-- BEGIN Data lines --

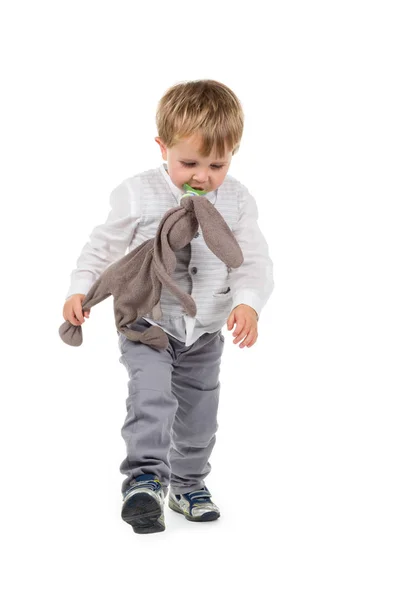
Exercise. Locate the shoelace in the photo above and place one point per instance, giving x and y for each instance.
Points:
(199, 496)
(150, 484)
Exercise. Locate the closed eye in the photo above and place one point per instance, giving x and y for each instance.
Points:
(193, 164)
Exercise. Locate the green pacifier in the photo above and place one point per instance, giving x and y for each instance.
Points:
(187, 188)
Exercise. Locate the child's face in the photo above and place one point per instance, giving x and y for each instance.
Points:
(186, 165)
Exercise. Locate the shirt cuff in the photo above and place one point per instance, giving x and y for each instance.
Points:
(250, 298)
(82, 286)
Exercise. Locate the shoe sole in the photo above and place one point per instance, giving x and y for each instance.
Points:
(210, 516)
(142, 512)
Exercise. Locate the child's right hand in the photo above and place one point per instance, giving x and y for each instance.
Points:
(72, 310)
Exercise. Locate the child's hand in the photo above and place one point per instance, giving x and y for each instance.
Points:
(72, 311)
(245, 318)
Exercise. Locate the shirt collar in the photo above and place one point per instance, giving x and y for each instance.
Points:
(177, 192)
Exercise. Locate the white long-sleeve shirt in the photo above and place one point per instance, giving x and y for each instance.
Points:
(251, 283)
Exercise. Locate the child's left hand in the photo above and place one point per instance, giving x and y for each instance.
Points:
(245, 318)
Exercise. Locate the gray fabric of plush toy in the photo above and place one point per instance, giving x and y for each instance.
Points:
(136, 280)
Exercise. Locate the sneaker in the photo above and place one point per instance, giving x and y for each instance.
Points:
(195, 506)
(143, 505)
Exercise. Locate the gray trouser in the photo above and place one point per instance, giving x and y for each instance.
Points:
(172, 407)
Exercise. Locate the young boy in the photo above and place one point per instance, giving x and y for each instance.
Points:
(172, 405)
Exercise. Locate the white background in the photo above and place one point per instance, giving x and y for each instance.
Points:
(306, 465)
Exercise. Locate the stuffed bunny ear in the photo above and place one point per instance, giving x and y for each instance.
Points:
(217, 235)
(71, 334)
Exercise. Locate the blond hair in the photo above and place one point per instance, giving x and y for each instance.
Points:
(205, 107)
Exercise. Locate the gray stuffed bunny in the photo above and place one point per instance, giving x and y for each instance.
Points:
(136, 280)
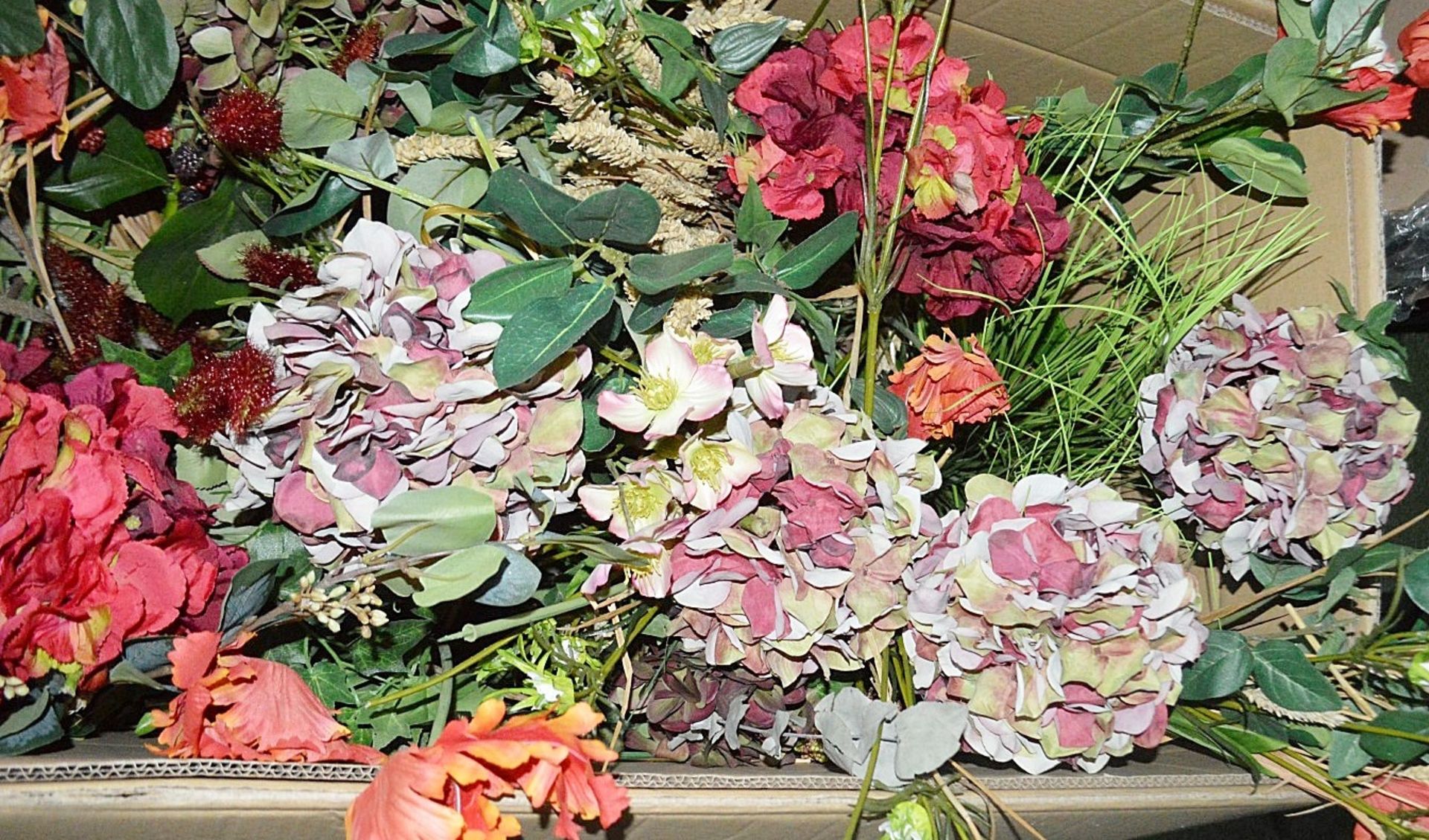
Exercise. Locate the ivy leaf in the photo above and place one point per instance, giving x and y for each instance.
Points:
(124, 169)
(545, 329)
(502, 293)
(655, 273)
(169, 272)
(808, 260)
(536, 208)
(492, 49)
(319, 109)
(163, 373)
(438, 519)
(625, 214)
(313, 206)
(1289, 680)
(1222, 669)
(133, 48)
(20, 31)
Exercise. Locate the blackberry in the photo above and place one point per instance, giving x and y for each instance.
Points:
(188, 163)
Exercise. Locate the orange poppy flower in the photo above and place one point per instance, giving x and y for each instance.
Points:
(947, 385)
(237, 706)
(449, 790)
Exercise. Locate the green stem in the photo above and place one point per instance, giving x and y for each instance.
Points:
(366, 178)
(871, 355)
(863, 790)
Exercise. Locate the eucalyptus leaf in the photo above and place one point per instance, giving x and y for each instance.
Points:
(436, 519)
(808, 260)
(545, 329)
(505, 292)
(319, 109)
(133, 49)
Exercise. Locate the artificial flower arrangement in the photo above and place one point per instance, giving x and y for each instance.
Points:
(697, 383)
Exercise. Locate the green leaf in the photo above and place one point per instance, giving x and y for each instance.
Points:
(163, 373)
(808, 260)
(133, 48)
(625, 214)
(169, 272)
(252, 590)
(502, 293)
(1398, 750)
(492, 49)
(545, 329)
(655, 273)
(1416, 580)
(31, 723)
(313, 206)
(20, 31)
(225, 256)
(444, 180)
(1291, 73)
(531, 203)
(742, 46)
(517, 583)
(1289, 680)
(319, 109)
(1346, 757)
(1269, 166)
(459, 574)
(125, 167)
(436, 519)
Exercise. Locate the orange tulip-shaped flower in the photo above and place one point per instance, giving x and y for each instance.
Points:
(237, 706)
(449, 790)
(947, 385)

-- END Data lines --

Repeat only the lines from the one holding "Exercise. Locate the blackberry" through the last line of the data.

Exercise. Locate the blackberry in the photo above and place one point per instance, giving x and y for each instance.
Points:
(188, 163)
Exercise. Locate the orange poppy flower in the photo above and place one point per instance, giving x and y for each instance.
Points:
(947, 385)
(237, 706)
(449, 790)
Exercise. Locate the green stem in the photo above and place one point per instance, giving x and y for each instance.
Points:
(366, 178)
(871, 355)
(863, 790)
Exercise. Locate the eucalyptus leaf in the photo above and place one point per instance, giving x and y for each instance.
Points:
(436, 519)
(808, 260)
(545, 329)
(505, 292)
(319, 109)
(133, 49)
Exercise. Locate the artificial flower arrangement in the photo above and place one point per instance, giving x and y for each instance.
Points:
(697, 383)
Exercise. Locate the green leaf in the photo above and place one point per instance, giving x and y for each instance.
Points:
(163, 373)
(808, 260)
(133, 48)
(625, 214)
(169, 272)
(252, 590)
(502, 293)
(1398, 750)
(492, 49)
(545, 329)
(655, 273)
(1416, 580)
(31, 723)
(313, 206)
(20, 31)
(225, 256)
(444, 180)
(1291, 73)
(531, 203)
(742, 46)
(517, 583)
(1289, 680)
(319, 109)
(1346, 757)
(1269, 166)
(459, 574)
(125, 167)
(436, 519)
Exercise. Locate the orange tulip-shaped flower in the photo above and place one point per instance, giving x and y for each instance.
Points:
(237, 706)
(449, 790)
(947, 385)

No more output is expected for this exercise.